Work item » Where the listing below reaches the line containing "Phrase -- horizon", start writing out lines exactly, and stop once the line containing "Phrase -- yellow throw pillow" has been written.

Available records »
Content starts
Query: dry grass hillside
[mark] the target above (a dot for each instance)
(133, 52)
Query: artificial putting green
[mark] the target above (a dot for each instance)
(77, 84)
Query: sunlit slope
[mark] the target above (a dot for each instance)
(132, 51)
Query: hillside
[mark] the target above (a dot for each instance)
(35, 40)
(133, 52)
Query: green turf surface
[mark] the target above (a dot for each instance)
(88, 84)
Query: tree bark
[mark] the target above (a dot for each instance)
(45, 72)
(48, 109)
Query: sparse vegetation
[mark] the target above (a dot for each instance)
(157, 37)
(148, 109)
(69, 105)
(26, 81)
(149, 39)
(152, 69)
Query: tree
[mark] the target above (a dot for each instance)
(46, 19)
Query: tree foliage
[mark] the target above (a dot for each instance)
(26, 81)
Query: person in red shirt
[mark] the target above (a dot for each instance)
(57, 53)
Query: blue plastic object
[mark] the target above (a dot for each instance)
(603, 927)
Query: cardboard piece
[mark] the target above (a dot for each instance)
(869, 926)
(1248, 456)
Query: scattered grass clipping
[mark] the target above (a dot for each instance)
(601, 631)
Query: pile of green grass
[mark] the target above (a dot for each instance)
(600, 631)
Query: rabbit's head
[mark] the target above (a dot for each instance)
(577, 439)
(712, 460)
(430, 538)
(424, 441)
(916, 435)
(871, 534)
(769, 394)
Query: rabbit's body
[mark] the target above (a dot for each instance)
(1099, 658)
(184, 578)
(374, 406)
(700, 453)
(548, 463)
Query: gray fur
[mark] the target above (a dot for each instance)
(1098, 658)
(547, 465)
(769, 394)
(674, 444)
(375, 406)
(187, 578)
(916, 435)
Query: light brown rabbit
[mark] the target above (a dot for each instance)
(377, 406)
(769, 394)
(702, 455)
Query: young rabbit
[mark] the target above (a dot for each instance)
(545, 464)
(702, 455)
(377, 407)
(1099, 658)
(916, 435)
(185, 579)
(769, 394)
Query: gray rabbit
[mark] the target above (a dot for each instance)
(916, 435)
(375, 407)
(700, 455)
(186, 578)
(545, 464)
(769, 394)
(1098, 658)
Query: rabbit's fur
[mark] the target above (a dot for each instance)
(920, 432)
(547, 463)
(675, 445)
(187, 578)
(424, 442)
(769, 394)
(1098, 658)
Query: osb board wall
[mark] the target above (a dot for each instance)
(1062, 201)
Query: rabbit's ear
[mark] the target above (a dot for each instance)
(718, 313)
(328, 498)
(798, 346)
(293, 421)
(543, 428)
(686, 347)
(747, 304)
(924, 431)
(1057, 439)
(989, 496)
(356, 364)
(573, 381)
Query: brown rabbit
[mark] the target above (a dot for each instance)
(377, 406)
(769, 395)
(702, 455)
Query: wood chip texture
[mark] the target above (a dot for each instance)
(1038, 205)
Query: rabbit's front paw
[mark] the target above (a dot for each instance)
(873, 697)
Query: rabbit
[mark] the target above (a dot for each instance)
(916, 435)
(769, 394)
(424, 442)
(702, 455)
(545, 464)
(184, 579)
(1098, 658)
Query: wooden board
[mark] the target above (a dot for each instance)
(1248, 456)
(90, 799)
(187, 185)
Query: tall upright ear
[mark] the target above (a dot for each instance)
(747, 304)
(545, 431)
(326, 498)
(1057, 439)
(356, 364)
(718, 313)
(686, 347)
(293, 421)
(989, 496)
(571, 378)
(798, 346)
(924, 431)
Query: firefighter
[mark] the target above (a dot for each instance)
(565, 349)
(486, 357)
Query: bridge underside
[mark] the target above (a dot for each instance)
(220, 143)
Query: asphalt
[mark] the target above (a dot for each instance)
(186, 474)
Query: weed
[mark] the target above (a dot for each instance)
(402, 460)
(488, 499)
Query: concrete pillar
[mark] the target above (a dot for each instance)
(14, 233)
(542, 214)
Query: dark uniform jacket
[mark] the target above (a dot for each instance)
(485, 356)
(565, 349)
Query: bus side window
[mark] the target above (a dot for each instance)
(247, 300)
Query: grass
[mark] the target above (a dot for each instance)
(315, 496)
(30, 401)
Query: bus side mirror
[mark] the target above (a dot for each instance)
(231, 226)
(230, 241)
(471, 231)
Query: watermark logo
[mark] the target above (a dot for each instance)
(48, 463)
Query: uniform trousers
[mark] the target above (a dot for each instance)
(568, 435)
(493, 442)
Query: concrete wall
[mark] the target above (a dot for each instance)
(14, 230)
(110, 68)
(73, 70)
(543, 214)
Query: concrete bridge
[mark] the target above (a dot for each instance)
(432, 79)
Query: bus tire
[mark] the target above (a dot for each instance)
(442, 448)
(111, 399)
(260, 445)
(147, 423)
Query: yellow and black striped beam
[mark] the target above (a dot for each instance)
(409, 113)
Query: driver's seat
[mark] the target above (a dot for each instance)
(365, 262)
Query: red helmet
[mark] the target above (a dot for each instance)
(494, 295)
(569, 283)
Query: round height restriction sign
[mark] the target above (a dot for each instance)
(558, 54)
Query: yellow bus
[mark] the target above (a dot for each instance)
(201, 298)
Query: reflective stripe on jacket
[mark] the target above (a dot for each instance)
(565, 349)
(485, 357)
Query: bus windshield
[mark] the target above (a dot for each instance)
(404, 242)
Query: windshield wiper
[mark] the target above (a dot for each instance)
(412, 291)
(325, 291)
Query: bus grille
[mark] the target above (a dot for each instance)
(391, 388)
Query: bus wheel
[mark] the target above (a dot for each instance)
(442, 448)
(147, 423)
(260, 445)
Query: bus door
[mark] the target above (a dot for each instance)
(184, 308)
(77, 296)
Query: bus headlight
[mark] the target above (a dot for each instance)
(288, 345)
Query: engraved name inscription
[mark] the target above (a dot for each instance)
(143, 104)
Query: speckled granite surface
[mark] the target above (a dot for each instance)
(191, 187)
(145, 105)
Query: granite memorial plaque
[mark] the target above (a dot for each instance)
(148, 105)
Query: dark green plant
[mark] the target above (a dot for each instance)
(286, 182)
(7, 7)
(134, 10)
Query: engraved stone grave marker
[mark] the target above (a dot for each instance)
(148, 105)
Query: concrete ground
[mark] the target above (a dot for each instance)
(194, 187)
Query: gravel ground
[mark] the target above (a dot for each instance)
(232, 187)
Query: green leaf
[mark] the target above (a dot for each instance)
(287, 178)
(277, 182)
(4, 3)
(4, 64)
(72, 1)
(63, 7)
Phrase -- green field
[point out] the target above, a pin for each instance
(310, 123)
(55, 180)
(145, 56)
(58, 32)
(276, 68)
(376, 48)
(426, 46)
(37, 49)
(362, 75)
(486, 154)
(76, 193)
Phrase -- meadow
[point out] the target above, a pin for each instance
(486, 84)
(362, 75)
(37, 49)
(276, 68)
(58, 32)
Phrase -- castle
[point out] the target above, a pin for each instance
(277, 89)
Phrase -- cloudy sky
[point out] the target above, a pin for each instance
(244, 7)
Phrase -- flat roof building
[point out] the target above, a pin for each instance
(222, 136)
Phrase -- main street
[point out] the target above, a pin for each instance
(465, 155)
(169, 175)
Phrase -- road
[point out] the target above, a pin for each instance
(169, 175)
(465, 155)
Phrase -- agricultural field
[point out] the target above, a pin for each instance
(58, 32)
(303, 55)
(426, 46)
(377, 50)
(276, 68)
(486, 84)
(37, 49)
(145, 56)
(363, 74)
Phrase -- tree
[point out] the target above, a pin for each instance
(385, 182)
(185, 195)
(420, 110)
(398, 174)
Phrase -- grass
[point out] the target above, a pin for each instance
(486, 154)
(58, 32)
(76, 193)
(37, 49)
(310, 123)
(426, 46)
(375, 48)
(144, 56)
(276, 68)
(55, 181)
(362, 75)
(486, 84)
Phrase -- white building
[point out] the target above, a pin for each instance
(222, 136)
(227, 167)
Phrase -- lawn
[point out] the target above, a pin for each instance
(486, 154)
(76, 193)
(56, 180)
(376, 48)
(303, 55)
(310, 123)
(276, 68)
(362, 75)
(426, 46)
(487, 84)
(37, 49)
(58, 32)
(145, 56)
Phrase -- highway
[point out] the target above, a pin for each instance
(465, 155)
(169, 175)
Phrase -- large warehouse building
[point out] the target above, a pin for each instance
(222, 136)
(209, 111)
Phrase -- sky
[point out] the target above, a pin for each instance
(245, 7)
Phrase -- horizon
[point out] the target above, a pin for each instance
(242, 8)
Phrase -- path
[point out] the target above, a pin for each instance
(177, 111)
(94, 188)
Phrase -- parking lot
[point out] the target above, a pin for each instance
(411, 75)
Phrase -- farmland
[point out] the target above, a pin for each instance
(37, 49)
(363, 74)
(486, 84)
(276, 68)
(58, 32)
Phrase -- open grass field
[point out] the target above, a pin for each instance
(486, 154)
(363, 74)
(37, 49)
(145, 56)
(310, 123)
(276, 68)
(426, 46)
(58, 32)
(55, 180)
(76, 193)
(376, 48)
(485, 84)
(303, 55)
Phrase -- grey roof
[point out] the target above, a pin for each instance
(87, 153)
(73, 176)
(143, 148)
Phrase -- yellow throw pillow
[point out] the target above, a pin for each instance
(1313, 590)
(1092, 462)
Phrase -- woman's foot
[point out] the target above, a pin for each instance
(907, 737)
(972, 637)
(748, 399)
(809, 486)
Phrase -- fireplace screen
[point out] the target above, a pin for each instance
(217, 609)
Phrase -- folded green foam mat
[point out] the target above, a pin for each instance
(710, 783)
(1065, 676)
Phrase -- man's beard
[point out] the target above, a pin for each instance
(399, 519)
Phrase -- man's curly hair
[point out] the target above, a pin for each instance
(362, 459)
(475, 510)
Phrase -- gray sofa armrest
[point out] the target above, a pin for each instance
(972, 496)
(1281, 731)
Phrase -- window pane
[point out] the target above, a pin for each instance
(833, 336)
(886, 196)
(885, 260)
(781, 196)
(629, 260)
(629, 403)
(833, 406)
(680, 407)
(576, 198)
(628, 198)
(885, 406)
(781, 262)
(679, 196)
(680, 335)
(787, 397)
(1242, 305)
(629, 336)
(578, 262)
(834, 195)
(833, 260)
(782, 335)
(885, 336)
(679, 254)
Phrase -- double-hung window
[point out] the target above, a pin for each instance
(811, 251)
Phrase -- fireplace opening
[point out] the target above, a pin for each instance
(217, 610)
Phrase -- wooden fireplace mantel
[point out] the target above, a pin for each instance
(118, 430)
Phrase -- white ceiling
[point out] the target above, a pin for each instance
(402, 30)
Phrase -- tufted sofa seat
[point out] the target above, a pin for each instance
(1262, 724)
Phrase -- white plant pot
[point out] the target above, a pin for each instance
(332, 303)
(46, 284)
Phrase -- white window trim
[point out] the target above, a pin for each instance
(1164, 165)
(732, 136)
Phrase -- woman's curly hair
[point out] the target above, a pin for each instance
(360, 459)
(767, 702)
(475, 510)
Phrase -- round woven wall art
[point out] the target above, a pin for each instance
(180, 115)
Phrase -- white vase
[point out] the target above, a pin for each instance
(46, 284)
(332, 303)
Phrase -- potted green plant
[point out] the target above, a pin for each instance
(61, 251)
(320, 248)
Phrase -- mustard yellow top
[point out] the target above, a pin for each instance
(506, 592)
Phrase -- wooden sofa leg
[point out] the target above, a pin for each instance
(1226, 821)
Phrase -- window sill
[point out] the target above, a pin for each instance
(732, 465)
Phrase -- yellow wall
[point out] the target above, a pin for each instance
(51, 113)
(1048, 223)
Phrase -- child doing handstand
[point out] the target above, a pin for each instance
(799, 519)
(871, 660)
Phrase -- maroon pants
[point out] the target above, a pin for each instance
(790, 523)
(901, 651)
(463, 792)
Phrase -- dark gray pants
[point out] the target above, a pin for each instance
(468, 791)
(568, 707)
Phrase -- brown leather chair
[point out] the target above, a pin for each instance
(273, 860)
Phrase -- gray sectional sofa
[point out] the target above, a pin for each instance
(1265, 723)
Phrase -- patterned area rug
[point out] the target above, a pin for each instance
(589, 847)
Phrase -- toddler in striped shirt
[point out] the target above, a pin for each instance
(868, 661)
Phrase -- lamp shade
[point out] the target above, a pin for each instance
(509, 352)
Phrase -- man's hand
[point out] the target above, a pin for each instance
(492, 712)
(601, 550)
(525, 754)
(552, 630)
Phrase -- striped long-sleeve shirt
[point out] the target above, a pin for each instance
Content ends
Answer area »
Phrase -- horizon
[point out] the target above, a pin for each instance
(242, 8)
Phrase -- path
[point out] the target above, a pin for each instance
(177, 111)
(94, 188)
Phrase -- parking lot
[point out] the target above, a pin for each instance
(411, 75)
Phrase -- farmland
[point out] the target above, a pin for each instance
(37, 49)
(363, 74)
(486, 84)
(276, 68)
(58, 32)
Phrase -- open grass field
[point out] the target above, a pin for each instance
(486, 154)
(363, 74)
(37, 49)
(145, 56)
(310, 123)
(276, 68)
(426, 46)
(58, 32)
(55, 180)
(76, 193)
(376, 48)
(485, 84)
(303, 55)
Phrase -- grey roof
[point out] the target above, a pin for each instance
(87, 153)
(73, 176)
(143, 148)
Phrase -- yellow throw pillow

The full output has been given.